» **WHAT IS NEEDED**: Only the line containing "Note to the class: find the road in" and the lines after it, up to the end of the listing, should be written out, each exactly as given.
======
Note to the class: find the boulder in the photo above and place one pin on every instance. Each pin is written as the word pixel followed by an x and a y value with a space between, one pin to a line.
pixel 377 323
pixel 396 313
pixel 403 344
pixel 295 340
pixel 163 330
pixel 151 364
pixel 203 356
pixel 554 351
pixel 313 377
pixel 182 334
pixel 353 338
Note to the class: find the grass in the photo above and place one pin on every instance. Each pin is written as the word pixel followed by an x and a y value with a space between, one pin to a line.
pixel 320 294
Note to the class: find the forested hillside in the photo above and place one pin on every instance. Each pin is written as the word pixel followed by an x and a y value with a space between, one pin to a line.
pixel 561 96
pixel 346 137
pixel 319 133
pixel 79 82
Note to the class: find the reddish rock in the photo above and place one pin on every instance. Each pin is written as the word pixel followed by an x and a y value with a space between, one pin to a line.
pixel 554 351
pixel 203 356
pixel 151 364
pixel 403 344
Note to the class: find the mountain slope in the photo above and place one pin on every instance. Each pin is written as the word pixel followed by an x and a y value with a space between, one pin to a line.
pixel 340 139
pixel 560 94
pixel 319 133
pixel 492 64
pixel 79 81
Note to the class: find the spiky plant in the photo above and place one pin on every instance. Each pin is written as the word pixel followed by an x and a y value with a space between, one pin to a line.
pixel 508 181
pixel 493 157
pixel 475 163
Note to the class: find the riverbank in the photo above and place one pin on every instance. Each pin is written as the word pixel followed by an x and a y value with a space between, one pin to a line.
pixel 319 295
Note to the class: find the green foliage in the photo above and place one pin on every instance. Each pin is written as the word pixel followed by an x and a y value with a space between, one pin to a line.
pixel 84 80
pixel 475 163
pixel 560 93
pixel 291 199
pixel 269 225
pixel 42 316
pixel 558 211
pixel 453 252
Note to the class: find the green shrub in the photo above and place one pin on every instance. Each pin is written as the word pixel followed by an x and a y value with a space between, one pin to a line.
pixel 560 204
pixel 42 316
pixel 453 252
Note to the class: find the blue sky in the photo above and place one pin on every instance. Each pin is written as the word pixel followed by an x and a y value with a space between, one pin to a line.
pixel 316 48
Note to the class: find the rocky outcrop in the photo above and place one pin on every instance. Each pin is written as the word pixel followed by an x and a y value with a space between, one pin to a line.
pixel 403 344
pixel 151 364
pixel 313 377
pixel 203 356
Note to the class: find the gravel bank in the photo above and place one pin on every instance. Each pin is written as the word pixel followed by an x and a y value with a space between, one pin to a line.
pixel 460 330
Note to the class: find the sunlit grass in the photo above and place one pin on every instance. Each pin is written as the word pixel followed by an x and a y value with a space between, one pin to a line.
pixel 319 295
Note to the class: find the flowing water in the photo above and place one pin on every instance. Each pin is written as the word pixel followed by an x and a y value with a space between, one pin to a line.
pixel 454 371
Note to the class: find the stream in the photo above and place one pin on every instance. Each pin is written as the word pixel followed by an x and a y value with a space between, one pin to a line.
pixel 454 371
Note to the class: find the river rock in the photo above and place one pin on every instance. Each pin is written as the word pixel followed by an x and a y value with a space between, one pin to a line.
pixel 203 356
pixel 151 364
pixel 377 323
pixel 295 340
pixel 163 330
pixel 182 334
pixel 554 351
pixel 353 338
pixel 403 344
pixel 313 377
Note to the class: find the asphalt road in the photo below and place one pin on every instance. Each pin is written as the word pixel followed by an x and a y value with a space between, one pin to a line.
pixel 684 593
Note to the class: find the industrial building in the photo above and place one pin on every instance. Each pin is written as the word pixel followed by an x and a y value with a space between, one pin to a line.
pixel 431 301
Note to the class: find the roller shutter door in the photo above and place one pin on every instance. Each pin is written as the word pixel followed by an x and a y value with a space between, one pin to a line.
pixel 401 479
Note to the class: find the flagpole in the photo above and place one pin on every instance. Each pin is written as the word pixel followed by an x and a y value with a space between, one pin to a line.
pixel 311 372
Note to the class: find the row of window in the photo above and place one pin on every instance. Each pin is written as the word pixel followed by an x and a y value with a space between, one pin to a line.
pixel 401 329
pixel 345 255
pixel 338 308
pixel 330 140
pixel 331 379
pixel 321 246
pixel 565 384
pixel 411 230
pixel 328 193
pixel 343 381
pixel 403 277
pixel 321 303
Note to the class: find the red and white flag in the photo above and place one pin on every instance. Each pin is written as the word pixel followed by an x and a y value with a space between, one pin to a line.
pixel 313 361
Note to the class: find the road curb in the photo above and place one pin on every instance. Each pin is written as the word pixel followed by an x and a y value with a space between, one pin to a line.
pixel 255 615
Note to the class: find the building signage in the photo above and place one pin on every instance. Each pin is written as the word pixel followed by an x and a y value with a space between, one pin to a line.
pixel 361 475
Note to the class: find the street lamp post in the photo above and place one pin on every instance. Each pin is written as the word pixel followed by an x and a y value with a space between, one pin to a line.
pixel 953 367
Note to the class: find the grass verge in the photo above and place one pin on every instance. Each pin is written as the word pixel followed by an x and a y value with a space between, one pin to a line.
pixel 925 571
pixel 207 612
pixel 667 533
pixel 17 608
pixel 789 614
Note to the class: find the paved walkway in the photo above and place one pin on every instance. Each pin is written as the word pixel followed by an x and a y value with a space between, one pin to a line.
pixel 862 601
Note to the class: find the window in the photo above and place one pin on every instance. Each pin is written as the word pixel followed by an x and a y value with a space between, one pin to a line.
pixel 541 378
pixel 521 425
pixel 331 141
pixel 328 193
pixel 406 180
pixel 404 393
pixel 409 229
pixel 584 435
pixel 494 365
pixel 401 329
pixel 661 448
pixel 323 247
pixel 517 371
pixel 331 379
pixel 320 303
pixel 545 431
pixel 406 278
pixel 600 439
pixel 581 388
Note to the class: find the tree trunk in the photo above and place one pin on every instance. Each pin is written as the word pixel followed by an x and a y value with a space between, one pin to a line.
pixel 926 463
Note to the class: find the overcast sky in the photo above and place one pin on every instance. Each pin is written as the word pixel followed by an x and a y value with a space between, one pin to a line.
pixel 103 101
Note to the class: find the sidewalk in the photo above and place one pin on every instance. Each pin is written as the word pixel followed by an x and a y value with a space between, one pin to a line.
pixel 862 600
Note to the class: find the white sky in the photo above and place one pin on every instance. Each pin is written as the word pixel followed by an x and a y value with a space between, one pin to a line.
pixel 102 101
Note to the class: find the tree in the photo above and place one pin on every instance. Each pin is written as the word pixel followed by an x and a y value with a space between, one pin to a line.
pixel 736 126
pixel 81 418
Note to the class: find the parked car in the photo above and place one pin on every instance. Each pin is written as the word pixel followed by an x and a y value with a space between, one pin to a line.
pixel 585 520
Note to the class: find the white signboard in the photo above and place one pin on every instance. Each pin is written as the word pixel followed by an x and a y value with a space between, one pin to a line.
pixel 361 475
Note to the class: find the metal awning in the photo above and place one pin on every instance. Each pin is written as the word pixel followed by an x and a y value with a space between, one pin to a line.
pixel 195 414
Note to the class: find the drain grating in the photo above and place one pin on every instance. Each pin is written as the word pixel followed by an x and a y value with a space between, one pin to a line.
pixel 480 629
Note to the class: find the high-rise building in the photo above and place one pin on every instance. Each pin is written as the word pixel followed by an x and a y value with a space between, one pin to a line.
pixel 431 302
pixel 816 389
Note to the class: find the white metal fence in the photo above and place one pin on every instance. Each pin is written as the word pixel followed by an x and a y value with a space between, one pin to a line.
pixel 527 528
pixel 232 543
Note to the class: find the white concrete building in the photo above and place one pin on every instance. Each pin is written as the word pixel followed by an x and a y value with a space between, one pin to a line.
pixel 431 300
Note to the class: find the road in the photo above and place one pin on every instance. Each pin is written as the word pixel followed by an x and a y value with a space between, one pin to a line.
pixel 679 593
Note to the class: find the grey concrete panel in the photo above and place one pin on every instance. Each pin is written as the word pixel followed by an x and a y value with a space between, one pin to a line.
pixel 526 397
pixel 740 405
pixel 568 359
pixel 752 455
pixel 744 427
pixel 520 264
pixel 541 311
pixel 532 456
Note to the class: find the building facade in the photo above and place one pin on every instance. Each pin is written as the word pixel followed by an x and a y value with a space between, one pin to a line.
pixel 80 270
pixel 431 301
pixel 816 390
======
» **REPLY TO THE EXERCISE**:
Note to the class: find the road in the photo above and place one pin on every instance. Each pin is written as the word pixel followed by an x and a y value with a space between, one pin to a line.
pixel 679 593
Note to the class: find the grey concrete panel in the photo above and place one pin on every instance. Each pin is written as the word pixel followed by an x and a y value with a space between, one pin to a line.
pixel 526 397
pixel 740 405
pixel 568 359
pixel 752 455
pixel 744 427
pixel 520 264
pixel 541 311
pixel 532 456
Note to the class: find the building facade in the photo above and place one pin on every instance. Each pin is written as the word pixel followed by an x and a y value with a space between, one pin to a line.
pixel 80 270
pixel 431 301
pixel 816 390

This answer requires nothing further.